About this exercise:
Leaving out all images, write out the records that follow exactly.

Task data:
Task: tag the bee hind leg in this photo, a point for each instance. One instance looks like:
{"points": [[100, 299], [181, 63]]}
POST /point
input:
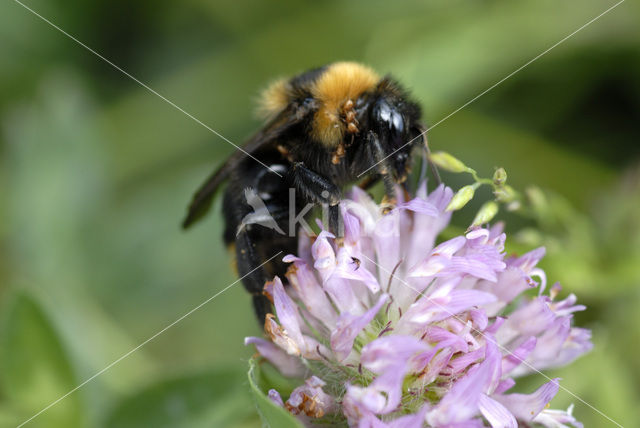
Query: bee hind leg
{"points": [[319, 189], [253, 274]]}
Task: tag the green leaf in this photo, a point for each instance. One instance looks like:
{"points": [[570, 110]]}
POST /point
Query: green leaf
{"points": [[210, 399], [35, 368], [272, 414]]}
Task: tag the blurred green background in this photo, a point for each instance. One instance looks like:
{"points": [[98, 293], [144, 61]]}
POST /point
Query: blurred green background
{"points": [[96, 172]]}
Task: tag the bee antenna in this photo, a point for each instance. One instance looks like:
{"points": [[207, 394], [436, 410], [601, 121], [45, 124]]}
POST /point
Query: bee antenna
{"points": [[427, 153]]}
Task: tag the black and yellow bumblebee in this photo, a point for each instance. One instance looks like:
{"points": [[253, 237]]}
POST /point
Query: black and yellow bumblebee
{"points": [[324, 128]]}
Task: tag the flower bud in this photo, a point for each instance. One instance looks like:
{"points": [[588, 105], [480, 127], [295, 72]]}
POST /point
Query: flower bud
{"points": [[500, 177], [462, 196], [505, 194], [447, 162], [487, 212]]}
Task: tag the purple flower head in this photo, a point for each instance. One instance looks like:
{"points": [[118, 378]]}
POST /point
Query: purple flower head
{"points": [[387, 329]]}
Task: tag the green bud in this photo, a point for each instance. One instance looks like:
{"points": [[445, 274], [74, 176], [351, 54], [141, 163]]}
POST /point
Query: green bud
{"points": [[447, 162], [462, 196], [505, 194], [499, 177], [487, 212], [537, 198]]}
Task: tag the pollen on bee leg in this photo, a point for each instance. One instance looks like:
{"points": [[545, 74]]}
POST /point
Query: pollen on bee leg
{"points": [[338, 154], [387, 204], [267, 291]]}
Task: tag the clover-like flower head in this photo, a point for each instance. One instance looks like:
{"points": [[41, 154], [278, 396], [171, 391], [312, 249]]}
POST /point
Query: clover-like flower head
{"points": [[391, 330]]}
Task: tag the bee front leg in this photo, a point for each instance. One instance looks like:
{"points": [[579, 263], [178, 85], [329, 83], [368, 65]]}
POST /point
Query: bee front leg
{"points": [[377, 154], [318, 189]]}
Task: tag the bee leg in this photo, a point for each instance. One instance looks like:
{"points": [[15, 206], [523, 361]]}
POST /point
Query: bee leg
{"points": [[376, 152], [253, 279], [319, 189]]}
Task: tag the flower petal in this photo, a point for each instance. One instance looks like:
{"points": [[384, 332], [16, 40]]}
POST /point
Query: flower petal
{"points": [[286, 364], [527, 406], [348, 328], [497, 415]]}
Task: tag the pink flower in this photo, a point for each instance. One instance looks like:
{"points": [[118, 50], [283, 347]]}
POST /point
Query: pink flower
{"points": [[392, 330]]}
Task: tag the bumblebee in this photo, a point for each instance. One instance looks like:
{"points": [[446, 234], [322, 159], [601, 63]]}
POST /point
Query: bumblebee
{"points": [[324, 128]]}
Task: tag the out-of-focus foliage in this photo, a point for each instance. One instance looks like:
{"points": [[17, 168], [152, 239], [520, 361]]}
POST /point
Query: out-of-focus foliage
{"points": [[96, 171]]}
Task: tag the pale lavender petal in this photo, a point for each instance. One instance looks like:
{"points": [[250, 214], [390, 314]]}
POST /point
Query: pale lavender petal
{"points": [[429, 309], [557, 418], [529, 320], [461, 402], [348, 328], [421, 206], [287, 313], [387, 357], [286, 364], [497, 415], [504, 385], [304, 282], [310, 399], [525, 407], [349, 267], [518, 355], [323, 255], [280, 337]]}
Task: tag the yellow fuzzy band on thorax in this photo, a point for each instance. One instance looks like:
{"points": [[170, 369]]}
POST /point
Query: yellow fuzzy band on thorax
{"points": [[274, 99], [342, 81]]}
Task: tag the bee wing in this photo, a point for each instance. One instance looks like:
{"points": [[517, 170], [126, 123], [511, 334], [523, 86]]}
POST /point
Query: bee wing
{"points": [[201, 202]]}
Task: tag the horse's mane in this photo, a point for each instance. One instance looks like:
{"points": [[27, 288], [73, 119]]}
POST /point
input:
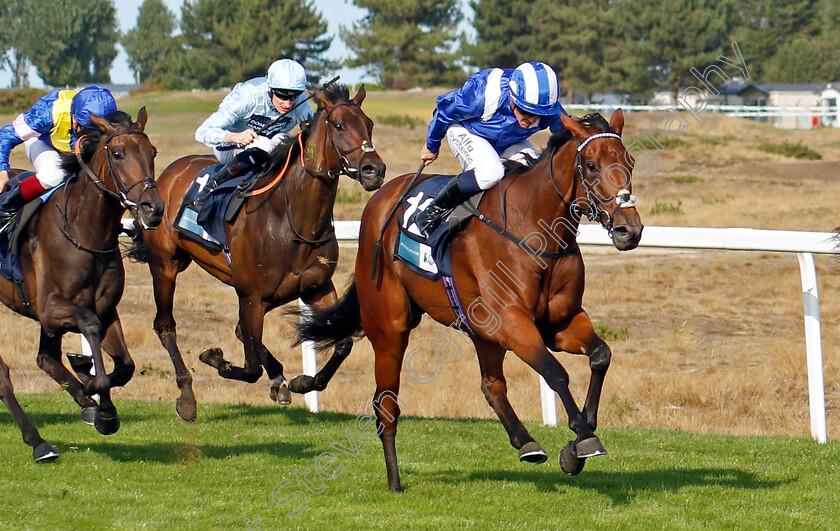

Solution:
Task: tag the bee hind leg in this photo, a point for each instance. One instance looks like:
{"points": [[100, 299], [181, 63]]}
POST /point
input:
Query: bee hind leg
{"points": [[319, 189], [253, 274]]}
Task: tag the green leaf in this photo, a point for each instance. One instance looks like:
{"points": [[570, 110]]}
POST /point
Query: green leaf
{"points": [[210, 399], [35, 368], [272, 414]]}
Task: tag the blurred green background in this photo, a point for each instance. One instance looks like:
{"points": [[98, 293], [144, 61]]}
POST /point
Query: blurred green background
{"points": [[96, 172]]}
Task: tag the bee antenna in this photo, a point for each instance. One instance looks like:
{"points": [[207, 394], [436, 410], [601, 121], [45, 124]]}
POST /point
Query: bee antenna
{"points": [[427, 153]]}
Task: tag the black and yellow bumblebee in this photo, a point for each instance. One instance looks like:
{"points": [[253, 237]]}
POST /point
Query: black and yellow bumblebee
{"points": [[324, 128]]}
Task: tag the flower bud in this photo, a point for each instance. One instance looks like:
{"points": [[588, 105], [480, 127], [295, 72]]}
POST /point
Query: flower bud
{"points": [[500, 177], [462, 196], [505, 194], [447, 162], [487, 212]]}
Task: tag the purple flower head in this photo, a point for each instance. One instance looks like:
{"points": [[118, 378]]}
POST /point
Query: purple flower head
{"points": [[387, 329]]}
Task: tag the green bud in this photo, a point for each instance. One instance looks like:
{"points": [[445, 274], [74, 176], [351, 54], [141, 163]]}
POST /point
Query: green bud
{"points": [[447, 162], [462, 196], [505, 194], [499, 177], [487, 212], [537, 198]]}
Task: tag the pollen on bee leg in this photo, a point for each instance. One instance looks like:
{"points": [[545, 74]]}
POST /point
Query: pollen on bee leg
{"points": [[338, 154], [387, 204], [267, 291]]}
Task: tag the clover-like flower head in this photo, a point for each instance. One instance looks like:
{"points": [[41, 154], [278, 396], [171, 391], [312, 249]]}
POST /point
Query: clover-like flower head
{"points": [[391, 330]]}
Task: tag the bee front leg in this photo, a point for each instance. One instance looks like:
{"points": [[579, 263], [178, 85], [329, 83], [368, 65]]}
POST /point
Query: bee front leg
{"points": [[377, 154], [318, 189]]}
Task: tag the bee leg in this photo, a point for each instance. One instance looks like:
{"points": [[15, 206], [523, 361]]}
POST /point
Query: bee leg
{"points": [[376, 152], [253, 279], [319, 189]]}
Task: tag the flower petal in this photo, a point for each instance. One instance looks like:
{"points": [[384, 332], [16, 40]]}
POST /point
Query: flower petal
{"points": [[286, 364], [527, 406], [348, 328], [497, 415]]}
Task: tag the pink flower in this photo, a point for each instance. One instance looks like:
{"points": [[118, 50], [283, 347]]}
POST /point
Query: pink flower
{"points": [[392, 330]]}
Task: tag the bumblebee in this photo, a point for each instance. One instance looks like:
{"points": [[446, 234], [322, 159], [601, 63]]}
POST /point
Query: bumblebee
{"points": [[324, 128]]}
Task: tag the out-of-focus foliage in this photo, a point for each instance. One instance looks like:
{"points": [[17, 168], [152, 239], [520, 361]]}
POST /point
Query: out-of-focus foliage
{"points": [[96, 171]]}
Task: tag the pale lavender petal in this photo, a point for each instance. One instance looks like:
{"points": [[250, 214], [390, 314]]}
POST /point
Query: pale lavender petal
{"points": [[429, 309], [557, 418], [529, 320], [461, 402], [348, 328], [421, 206], [287, 313], [387, 357], [286, 364], [497, 415], [504, 385], [304, 282], [310, 399], [525, 407], [349, 267], [518, 355], [323, 255], [280, 337]]}
Task: tag the yellow fuzzy band on thorax in this photo, a point for each instance. One instance looks like:
{"points": [[170, 369]]}
POST /point
Query: yellow fuzzy band on thorax
{"points": [[274, 99], [342, 81]]}
Task: tag the bee wing in this photo, a point for each instance. One instance looks like:
{"points": [[517, 170], [126, 123], [511, 334], [523, 86]]}
POST /point
Query: bee wing
{"points": [[201, 202]]}
Task: tag the horse's mane in this photo, a point for each instance. One instance looks like:
{"points": [[27, 288], [73, 119]]}
POST /point
input:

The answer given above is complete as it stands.